━━━━━ Task data

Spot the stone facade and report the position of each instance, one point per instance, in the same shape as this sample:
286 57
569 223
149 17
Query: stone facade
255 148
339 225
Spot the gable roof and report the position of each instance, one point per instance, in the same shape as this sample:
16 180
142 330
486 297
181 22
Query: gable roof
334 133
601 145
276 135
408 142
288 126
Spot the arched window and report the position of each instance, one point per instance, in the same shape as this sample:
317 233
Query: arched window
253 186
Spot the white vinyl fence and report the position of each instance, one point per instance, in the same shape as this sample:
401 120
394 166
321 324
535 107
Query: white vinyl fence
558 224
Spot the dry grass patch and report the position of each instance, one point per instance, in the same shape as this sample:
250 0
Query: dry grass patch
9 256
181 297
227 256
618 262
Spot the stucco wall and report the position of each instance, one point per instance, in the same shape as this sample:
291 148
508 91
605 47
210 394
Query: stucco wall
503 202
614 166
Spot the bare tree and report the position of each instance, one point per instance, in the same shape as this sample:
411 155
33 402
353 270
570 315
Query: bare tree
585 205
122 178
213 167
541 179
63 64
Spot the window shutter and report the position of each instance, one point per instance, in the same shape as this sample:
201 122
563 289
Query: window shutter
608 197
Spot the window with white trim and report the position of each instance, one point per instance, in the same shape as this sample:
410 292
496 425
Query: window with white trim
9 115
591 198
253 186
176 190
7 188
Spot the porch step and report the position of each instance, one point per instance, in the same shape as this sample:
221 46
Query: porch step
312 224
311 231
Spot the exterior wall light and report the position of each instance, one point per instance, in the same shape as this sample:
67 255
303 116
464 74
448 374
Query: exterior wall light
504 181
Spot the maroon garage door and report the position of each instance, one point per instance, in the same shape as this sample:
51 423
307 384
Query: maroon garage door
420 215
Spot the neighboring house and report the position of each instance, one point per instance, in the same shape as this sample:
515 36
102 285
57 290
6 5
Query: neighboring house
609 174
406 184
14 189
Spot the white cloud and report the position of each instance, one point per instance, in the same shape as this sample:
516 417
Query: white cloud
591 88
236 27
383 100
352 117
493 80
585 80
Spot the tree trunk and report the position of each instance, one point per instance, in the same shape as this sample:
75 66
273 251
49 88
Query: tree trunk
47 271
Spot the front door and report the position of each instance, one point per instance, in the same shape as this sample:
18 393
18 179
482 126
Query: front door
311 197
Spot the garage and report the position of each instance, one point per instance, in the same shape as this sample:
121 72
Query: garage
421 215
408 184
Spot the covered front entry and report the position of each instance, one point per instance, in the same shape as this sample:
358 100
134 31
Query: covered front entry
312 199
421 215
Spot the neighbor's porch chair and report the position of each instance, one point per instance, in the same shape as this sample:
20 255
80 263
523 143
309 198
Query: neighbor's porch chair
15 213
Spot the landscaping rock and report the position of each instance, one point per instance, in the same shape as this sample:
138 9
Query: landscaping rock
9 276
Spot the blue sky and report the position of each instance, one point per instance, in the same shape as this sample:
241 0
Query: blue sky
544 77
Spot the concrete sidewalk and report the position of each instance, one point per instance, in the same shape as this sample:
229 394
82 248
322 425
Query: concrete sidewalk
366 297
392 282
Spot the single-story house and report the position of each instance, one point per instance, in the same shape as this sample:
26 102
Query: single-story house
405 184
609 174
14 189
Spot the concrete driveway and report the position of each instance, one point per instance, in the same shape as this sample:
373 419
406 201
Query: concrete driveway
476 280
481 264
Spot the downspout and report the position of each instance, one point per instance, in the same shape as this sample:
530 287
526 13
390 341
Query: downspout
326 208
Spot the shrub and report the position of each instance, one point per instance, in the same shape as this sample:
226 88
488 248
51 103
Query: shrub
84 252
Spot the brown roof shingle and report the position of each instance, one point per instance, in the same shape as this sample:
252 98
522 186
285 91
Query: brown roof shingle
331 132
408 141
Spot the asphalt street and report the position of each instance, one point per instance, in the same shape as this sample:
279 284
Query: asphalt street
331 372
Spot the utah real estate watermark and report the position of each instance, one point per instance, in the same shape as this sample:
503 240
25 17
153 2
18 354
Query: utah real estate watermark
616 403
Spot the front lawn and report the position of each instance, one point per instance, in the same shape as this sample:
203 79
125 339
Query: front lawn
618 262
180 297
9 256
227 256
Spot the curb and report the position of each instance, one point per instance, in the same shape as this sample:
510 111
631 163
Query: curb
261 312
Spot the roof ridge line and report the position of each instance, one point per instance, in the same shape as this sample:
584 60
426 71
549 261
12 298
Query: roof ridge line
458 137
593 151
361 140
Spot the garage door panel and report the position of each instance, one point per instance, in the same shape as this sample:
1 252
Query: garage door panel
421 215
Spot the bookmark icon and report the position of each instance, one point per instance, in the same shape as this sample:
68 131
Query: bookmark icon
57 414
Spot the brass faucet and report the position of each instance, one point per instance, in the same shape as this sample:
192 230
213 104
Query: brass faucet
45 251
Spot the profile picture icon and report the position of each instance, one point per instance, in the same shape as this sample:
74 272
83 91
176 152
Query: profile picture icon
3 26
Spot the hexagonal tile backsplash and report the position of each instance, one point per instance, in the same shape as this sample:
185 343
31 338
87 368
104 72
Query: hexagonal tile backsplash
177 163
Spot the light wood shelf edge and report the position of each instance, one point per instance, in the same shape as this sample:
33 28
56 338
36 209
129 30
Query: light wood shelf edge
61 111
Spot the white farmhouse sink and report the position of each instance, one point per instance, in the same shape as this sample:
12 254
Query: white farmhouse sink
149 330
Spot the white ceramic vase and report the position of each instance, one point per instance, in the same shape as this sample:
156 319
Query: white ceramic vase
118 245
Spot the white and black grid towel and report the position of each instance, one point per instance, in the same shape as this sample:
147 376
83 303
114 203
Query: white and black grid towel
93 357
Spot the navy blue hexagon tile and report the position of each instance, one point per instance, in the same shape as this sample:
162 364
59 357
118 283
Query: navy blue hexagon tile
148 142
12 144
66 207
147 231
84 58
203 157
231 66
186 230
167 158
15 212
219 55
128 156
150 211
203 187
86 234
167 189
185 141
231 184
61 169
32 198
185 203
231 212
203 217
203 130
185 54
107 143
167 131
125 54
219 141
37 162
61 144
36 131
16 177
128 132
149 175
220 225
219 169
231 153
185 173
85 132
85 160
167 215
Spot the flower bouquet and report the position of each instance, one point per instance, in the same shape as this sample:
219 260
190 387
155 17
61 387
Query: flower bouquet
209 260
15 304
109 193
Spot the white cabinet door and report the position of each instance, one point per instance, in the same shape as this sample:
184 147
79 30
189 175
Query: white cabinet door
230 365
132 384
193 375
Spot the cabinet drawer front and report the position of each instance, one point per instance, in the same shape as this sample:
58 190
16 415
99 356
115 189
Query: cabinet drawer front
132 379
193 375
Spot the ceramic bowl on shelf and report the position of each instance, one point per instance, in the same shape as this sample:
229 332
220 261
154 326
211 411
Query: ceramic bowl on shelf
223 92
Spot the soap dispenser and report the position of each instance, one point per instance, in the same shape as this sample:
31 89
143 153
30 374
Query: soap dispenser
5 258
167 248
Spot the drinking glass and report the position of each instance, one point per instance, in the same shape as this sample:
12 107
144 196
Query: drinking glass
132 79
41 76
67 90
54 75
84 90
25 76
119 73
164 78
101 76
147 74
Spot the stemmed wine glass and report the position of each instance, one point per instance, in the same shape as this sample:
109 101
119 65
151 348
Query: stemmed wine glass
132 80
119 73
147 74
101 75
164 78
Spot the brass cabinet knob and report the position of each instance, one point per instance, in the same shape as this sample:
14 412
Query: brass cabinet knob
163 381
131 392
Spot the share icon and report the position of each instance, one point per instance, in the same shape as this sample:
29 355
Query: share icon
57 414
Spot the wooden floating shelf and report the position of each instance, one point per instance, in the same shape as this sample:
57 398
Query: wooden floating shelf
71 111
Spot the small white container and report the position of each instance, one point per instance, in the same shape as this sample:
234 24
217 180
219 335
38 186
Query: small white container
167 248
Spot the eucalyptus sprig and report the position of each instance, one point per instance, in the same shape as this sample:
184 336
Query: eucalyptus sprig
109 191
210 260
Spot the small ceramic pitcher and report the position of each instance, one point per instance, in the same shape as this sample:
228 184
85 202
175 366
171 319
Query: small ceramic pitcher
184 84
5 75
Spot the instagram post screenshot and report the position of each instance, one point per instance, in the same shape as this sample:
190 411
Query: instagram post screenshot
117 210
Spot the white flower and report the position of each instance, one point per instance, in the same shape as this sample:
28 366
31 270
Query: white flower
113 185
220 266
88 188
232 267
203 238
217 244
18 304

━━━━━━━━━━

Would you quote, exactly and only, the lines from the one containing "Spot the wooden" to the end of the entries?

Reply to the exercise >>
Spot the wooden floating shelf and report the position of each instance, one point per instance, in the same shape as this sample:
57 398
Query: wooden floating shelf
71 111
Spot the small white container and report the position of each instance, one point per instance, in the same shape as this sample:
234 24
217 180
219 335
38 186
Query: small white container
167 248
Spot the eucalyptus sprig and report the position of each instance, one point per instance, in the same shape as this sample:
184 336
Query: eucalyptus sprig
109 191
210 260
Spot the small ceramic pitcher and report the position of each instance, one point per instance, in the same shape as this sample:
228 184
85 202
175 366
171 319
Query: small ceramic pitcher
184 84
5 75
Spot the instagram post screenshot and report the position of each instance, one point per instance, in the same shape as this sample:
190 411
Query: instagram post screenshot
117 210
Spot the white flower and report the position of each instance, one point per instance, in the same shape as this sample:
28 366
31 270
Query: white flower
113 185
220 266
88 188
232 267
203 238
217 244
18 304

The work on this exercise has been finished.